= Task objective =
Rewrite the lines below, replacing "disc" with "circle" wherever it occurs and keeping everything else the same.
━━━━━━━━━━
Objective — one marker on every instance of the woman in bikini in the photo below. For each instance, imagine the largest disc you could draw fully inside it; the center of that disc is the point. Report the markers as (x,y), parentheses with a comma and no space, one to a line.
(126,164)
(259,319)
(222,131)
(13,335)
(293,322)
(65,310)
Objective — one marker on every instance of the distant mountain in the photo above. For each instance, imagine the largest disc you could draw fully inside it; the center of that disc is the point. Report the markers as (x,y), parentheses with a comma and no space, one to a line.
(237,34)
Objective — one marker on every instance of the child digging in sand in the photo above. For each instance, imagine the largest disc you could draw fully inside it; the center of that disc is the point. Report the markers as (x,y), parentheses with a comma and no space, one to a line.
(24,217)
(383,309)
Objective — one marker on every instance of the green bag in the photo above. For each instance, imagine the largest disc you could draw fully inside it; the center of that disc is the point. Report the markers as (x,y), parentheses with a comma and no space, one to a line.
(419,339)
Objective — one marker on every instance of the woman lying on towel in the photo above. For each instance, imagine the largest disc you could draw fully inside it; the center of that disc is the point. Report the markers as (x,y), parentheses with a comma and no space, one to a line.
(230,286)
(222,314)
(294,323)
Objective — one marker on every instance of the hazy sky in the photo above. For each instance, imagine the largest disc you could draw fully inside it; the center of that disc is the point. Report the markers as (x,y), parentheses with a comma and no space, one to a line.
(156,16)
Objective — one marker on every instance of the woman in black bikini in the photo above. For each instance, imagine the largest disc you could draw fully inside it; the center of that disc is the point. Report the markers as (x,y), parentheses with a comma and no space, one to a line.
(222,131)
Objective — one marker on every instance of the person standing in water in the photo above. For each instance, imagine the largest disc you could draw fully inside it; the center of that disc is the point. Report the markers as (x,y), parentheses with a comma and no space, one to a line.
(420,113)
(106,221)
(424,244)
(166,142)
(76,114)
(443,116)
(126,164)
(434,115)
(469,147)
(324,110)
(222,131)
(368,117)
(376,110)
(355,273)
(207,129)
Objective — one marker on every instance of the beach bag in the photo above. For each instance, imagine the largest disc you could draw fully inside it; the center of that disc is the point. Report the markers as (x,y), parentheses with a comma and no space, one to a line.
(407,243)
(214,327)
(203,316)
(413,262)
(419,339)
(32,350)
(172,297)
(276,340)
━━━━━━━━━━
= Full response =
Objective — one marker on every instance of the woman in bikini in the photo below. For each instance, imagine the largest circle you could draw fully inside it; the center of that circle is the point. Report the markers as (x,y), parentheses with a comma and no space, one to a line.
(126,164)
(259,319)
(222,131)
(13,335)
(293,322)
(65,310)
Objective — one marker on every instance of the distant mountain in the photo above. For each instance, imagine the largest circle you could draw fully inside it; the center of that circle is the point. Report the markers as (x,y), parentheses with a comma and no space, one to a line.
(237,34)
Objective — one marker on every instance of the child digging in sand in the photo above. For each instance, imagine the largest circle you could draw fully inside it; the center of that circle is the point. Report the markers as (x,y), parentheses with a comma and no space, one to a line.
(24,217)
(383,309)
Objective — one marker on every instance of the green bag in the photo above. For each instance, imagine the largest circle you could draw fully inside it; the center of that circle is the point. Report the markers as (x,y), parentheses with a comma and no space, one to a line.
(419,339)
Objective — one marker on every instance of the woman lying on towel in the photo above. For each instance, imagine the largest circle you could draw fully inside it; the center of that circle is the point. Report the markers as (x,y), parentheses with a comma and no space, one to a line.
(230,286)
(222,314)
(294,323)
Objective — one marker on every instance of the hazy sky in the photo above. For each instance, imagine the largest circle you could draw fully inside it; the center of that circle is the point. Report the markers as (x,y), parentheses with a comma and no space, one to a line.
(156,16)
Objective — one marker on every instance of the woman in black bikini in the photo above. For each instance, imagine the largest circle you could draw fully inside it; the center of that circle is the point. Report the markers as (x,y), parentheses with a comma and no space, one to a line.
(222,131)
Objective — one marker on every instance of the person standing in water in the photo above. For each instance, imagine the largest circle you could draw fully inside it; the center of that circle is the point. Report the markers as (x,y), parentheses with a comma and no space, one to a line.
(420,113)
(106,221)
(424,244)
(166,142)
(76,114)
(443,116)
(126,164)
(434,115)
(469,147)
(324,110)
(222,131)
(368,117)
(376,110)
(355,273)
(207,129)
Objective — one marker on every instance of the beach bag in the photo above. For each instance, imagine the largest circle you could draw fully inside it; the center of that circle is the point. Report the markers as (x,y), parentheses with a comma and no space, one to a line.
(407,243)
(214,327)
(203,316)
(413,262)
(419,339)
(32,350)
(172,297)
(276,340)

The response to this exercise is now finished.